PROBLEM DETAILS :: Write out exactly the lines of the material below, beginning at the top and ending at the line that contains "find | stone pedestal".

Segment Start: DATA PROVIDED

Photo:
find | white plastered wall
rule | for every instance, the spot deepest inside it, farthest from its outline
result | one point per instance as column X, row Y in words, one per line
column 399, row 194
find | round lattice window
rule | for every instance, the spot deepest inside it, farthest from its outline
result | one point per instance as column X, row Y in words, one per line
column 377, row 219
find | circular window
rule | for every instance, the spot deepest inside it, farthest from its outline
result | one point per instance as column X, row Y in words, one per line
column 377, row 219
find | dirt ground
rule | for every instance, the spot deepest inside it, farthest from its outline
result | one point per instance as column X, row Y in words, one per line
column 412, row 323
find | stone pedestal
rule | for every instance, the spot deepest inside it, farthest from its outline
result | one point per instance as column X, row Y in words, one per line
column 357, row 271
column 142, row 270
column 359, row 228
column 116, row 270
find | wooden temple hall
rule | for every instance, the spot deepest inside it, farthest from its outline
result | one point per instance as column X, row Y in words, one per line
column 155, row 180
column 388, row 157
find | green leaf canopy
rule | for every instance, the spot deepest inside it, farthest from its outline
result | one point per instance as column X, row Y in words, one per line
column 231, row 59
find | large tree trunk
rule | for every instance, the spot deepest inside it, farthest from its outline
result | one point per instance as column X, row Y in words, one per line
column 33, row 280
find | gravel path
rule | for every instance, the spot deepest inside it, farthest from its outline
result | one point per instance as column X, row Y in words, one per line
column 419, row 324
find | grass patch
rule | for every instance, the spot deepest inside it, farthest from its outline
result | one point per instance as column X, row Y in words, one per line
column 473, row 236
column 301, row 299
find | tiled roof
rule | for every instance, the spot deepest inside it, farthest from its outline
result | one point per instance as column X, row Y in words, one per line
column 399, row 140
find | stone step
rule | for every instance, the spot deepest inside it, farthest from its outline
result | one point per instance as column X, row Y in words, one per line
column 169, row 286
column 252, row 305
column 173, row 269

Segment End: DATA PROVIDED

ANSWER FOR THIS EXERCISE ::
Photo:
find | white plastered wall
rule | for every instance, the spot deepest inside it, farthest from its outline
result | one point per instance as column X, row Y in words, one per line
column 399, row 194
find | round lattice window
rule | for every instance, the spot deepest inside it, farthest from its outline
result | one point per instance as column X, row Y in words, one per line
column 377, row 219
find | circular window
rule | for every instance, the spot deepest inside it, farthest from its outline
result | one point per instance as column X, row Y in words, one per line
column 377, row 219
find | dirt ground
rule | for every instance, the spot deepest inside it, farthest from its outline
result | one point per instance as column X, row Y in words, one per line
column 412, row 323
find | stone pedestal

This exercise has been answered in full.